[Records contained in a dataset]
▶

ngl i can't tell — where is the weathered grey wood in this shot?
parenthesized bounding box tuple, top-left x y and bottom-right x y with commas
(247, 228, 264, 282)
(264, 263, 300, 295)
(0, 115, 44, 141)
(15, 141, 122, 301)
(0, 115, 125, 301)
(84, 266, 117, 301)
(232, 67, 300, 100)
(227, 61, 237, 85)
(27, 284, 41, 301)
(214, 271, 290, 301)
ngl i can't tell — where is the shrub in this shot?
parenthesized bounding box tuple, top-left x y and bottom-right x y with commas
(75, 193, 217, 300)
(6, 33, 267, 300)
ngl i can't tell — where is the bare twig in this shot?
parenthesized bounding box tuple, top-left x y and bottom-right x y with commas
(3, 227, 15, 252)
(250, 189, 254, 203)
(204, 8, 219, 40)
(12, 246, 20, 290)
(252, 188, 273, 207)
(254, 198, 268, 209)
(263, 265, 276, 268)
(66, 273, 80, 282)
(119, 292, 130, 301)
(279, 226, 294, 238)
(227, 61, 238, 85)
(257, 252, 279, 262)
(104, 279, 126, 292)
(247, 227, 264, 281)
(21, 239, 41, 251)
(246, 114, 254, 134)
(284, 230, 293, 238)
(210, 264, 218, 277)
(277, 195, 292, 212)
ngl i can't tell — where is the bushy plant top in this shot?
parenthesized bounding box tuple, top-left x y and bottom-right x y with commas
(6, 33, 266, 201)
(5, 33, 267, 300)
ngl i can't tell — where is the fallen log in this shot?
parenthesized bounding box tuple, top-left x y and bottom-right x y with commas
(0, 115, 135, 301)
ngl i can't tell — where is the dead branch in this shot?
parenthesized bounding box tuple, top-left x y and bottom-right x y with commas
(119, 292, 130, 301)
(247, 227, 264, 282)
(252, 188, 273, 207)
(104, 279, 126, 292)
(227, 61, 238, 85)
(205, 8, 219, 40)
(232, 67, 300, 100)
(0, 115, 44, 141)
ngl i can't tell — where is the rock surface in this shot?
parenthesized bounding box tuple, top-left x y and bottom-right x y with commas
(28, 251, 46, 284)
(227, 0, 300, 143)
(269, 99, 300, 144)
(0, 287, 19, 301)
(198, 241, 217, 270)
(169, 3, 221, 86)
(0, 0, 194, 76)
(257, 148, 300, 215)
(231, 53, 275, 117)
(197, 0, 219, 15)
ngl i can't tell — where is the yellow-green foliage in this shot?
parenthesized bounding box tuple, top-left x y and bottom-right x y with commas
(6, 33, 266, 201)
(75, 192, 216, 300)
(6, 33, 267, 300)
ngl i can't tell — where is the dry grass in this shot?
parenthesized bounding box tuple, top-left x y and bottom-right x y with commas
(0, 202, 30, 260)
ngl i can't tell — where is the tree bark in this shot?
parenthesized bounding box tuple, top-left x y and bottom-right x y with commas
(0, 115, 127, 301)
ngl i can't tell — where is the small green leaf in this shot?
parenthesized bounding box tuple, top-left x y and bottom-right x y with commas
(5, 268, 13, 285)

◀

- YOUR TASK
With no line omitted, copy all the data exactly.

- OUTPUT BELOW
ngl i can't tell — where is the weathered grey wood in this shot?
parenthesized bounding box tuple, top-left x y and bottom-right x y with commas
(247, 228, 264, 282)
(264, 263, 300, 295)
(0, 115, 44, 141)
(15, 141, 122, 301)
(0, 115, 125, 301)
(84, 266, 117, 301)
(232, 67, 300, 100)
(227, 61, 237, 85)
(27, 284, 41, 301)
(214, 271, 290, 301)
ngl i can't tell — where is the shrub in this shot?
parenthesized bounding box tuple, top-left x y and bottom-right x y with commas
(75, 193, 217, 300)
(6, 33, 267, 300)
ngl i can't tell — where is the bare twig in this shot?
parenthesized bounding box tuple, top-left x y and bottom-right x y with commas
(3, 227, 15, 252)
(250, 189, 254, 203)
(204, 8, 219, 40)
(12, 246, 20, 290)
(252, 188, 273, 207)
(254, 198, 268, 209)
(263, 265, 276, 268)
(66, 273, 80, 282)
(119, 292, 130, 301)
(279, 226, 294, 238)
(227, 61, 238, 85)
(257, 252, 279, 262)
(104, 279, 126, 292)
(247, 227, 264, 281)
(21, 239, 41, 251)
(246, 114, 254, 134)
(284, 230, 293, 238)
(210, 264, 218, 277)
(277, 195, 292, 212)
ngl i can't tell — where is the bushy plant top in this shot?
parenthesized bounding box tuple, top-left x y and bottom-right x y with commas
(6, 33, 266, 201)
(5, 33, 267, 300)
ngl i can't tell — where is the fallen log in this shot?
parenthesized bounding box tuple, top-left x y and bottom-right x y with commas
(0, 115, 135, 301)
ngl i can't tell — where is the dead branch in this shot?
parenthesized bounding box tuple, top-left x y and bottom-right x y with commas
(119, 292, 130, 301)
(247, 227, 264, 282)
(252, 188, 273, 207)
(104, 279, 126, 292)
(227, 61, 238, 85)
(205, 8, 219, 40)
(232, 67, 300, 100)
(0, 115, 44, 141)
ngl i can't tell — where is the rock surface in this shot?
parenthesized bounding box tuple, top-left x y and bottom-right x y with commas
(28, 251, 46, 284)
(227, 0, 300, 143)
(269, 99, 300, 144)
(0, 287, 19, 301)
(198, 241, 217, 270)
(169, 3, 221, 86)
(0, 0, 194, 76)
(257, 148, 300, 215)
(231, 53, 275, 117)
(197, 0, 219, 15)
ngl i can't tell — where is the yellow-green foliage in this shot?
parenthesized bounding box tuple, top-left x y and bottom-right x y with commas
(6, 33, 266, 201)
(75, 192, 216, 300)
(6, 33, 267, 300)
ngl i can't tell — where is the dry grass in this shot?
parenthesized bounding box tuple, top-left x y and bottom-right x y with commas
(0, 202, 30, 260)
ngl i can't tell — where is the tree bark in this shot?
parenthesized bounding box tuple, top-left x y and bottom-right x y with commas
(0, 115, 127, 301)
ngl i can't tell — where is the small green leaf in this shot?
parenthesized bounding box tuple, top-left x y and bottom-right x y with commas
(5, 268, 13, 285)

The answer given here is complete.